**PROVIDED RECORDS:**
......

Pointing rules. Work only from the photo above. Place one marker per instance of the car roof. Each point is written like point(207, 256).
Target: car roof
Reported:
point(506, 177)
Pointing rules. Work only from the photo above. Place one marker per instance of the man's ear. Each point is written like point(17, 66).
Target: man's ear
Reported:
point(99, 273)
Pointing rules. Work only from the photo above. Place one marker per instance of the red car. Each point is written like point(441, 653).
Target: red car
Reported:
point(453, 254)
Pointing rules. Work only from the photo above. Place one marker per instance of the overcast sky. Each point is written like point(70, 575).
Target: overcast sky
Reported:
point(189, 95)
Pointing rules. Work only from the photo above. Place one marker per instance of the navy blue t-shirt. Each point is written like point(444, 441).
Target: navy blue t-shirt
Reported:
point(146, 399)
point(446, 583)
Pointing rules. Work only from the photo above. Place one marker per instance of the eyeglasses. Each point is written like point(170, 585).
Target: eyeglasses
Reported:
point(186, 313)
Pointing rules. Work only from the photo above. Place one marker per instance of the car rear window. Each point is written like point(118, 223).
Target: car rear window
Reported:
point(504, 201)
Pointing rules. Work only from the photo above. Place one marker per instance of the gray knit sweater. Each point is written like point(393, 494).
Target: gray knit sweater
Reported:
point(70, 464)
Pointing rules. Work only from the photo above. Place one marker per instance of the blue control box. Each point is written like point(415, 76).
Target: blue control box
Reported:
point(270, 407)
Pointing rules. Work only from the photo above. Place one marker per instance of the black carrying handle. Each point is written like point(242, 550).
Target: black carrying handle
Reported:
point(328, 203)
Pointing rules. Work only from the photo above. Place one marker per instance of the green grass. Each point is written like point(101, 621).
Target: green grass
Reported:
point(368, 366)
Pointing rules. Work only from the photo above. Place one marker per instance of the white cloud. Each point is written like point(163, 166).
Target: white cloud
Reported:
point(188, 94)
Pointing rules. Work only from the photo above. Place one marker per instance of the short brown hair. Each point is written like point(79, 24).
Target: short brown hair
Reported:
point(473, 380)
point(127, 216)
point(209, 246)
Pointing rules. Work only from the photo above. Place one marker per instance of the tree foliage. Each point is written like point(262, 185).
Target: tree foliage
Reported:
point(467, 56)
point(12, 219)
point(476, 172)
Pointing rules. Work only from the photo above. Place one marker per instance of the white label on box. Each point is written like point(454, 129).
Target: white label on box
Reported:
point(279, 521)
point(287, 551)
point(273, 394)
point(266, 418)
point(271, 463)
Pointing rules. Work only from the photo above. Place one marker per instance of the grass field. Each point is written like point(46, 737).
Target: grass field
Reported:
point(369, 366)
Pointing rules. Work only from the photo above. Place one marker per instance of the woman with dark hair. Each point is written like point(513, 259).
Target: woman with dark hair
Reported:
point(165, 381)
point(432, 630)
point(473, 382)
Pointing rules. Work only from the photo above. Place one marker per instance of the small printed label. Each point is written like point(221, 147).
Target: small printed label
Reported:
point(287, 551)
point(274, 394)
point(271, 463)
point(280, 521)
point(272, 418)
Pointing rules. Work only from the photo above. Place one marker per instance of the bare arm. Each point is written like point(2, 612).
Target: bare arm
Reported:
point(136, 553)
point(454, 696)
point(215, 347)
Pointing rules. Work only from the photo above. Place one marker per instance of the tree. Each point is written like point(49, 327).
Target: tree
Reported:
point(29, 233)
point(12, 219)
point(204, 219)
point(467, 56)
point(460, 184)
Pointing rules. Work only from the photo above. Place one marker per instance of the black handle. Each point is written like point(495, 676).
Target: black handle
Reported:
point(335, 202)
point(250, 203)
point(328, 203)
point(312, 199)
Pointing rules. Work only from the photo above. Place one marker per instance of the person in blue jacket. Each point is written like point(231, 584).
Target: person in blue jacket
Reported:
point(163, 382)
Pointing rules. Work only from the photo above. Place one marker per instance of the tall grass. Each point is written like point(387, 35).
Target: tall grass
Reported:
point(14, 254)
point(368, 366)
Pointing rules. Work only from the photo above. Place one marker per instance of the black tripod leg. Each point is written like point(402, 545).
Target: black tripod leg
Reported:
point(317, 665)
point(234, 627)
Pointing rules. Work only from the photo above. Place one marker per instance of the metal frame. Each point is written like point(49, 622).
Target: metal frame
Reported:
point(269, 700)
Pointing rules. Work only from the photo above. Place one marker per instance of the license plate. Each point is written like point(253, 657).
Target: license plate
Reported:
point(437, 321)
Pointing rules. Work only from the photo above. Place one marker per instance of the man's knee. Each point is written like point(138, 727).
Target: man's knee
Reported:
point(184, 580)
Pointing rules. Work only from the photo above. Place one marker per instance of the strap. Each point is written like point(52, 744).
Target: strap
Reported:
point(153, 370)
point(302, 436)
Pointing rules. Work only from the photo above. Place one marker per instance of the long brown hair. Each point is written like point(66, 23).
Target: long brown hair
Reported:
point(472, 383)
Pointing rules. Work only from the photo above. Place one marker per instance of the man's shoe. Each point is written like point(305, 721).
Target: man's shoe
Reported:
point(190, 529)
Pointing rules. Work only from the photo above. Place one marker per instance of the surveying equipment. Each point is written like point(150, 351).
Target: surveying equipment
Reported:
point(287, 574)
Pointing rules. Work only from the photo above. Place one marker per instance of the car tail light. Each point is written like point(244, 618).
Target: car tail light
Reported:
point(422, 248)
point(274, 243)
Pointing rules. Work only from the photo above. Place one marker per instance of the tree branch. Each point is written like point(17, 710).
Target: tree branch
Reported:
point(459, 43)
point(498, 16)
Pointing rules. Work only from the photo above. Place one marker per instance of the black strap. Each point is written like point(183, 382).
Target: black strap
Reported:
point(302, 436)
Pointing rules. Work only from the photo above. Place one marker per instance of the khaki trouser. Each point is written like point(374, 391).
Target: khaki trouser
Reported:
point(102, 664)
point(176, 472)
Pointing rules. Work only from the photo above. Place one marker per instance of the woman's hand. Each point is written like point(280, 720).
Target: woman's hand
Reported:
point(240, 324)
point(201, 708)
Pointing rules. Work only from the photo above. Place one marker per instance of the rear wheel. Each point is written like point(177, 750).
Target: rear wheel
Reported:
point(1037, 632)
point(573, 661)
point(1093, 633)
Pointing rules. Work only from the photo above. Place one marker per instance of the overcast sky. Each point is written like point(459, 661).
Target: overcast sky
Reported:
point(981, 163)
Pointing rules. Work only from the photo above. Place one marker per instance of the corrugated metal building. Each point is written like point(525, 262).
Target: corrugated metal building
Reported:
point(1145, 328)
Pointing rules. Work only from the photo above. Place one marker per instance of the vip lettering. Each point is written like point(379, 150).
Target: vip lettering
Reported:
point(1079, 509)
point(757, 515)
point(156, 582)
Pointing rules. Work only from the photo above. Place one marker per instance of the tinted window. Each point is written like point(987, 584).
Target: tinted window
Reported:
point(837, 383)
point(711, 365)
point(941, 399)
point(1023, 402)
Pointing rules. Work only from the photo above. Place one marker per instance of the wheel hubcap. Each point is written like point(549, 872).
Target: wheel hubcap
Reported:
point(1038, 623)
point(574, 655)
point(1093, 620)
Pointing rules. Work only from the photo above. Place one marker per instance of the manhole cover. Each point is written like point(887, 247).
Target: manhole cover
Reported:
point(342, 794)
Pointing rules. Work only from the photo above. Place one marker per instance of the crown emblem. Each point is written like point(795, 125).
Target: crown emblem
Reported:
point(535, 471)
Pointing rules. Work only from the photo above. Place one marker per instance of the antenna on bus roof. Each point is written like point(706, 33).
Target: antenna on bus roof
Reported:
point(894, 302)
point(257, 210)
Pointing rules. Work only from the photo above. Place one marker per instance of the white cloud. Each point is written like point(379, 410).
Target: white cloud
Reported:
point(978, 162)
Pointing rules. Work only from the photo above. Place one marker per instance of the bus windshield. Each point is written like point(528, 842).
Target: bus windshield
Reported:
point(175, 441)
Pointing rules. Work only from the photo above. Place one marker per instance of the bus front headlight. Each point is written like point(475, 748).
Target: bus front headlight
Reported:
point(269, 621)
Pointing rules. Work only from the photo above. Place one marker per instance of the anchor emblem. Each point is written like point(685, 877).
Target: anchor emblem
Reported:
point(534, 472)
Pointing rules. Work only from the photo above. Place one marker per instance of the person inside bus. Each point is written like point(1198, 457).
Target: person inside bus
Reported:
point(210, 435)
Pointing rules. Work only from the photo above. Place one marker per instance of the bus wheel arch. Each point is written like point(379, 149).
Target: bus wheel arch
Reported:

......

**INSTRUCTION:** Rewrite the lines of the records above as a JSON list of strings, one string per line with blank lines omitted. Start with the line containing "like point(170, 585)." and go down to and including the line containing "point(270, 407)".

**COMPLETE ANSWER:**
[
  "Pointing rules. Work only from the photo above. Place one marker per instance of the eyeglasses. Each point is written like point(170, 585).",
  "Target: eyeglasses",
  "Reported:",
  "point(186, 313)",
  "Pointing rules. Work only from the photo above. Place one marker per instance of the car rear window. Each point is written like point(118, 223).",
  "Target: car rear window",
  "Reported:",
  "point(504, 201)",
  "Pointing rules. Work only from the photo above. Place one marker per instance of the gray knit sweater. Each point is written like point(393, 494).",
  "Target: gray knit sweater",
  "Reported:",
  "point(70, 464)",
  "Pointing rules. Work only from the photo above. Place one marker per instance of the blue control box. Each point is written like point(415, 76).",
  "Target: blue control box",
  "Reported:",
  "point(270, 407)"
]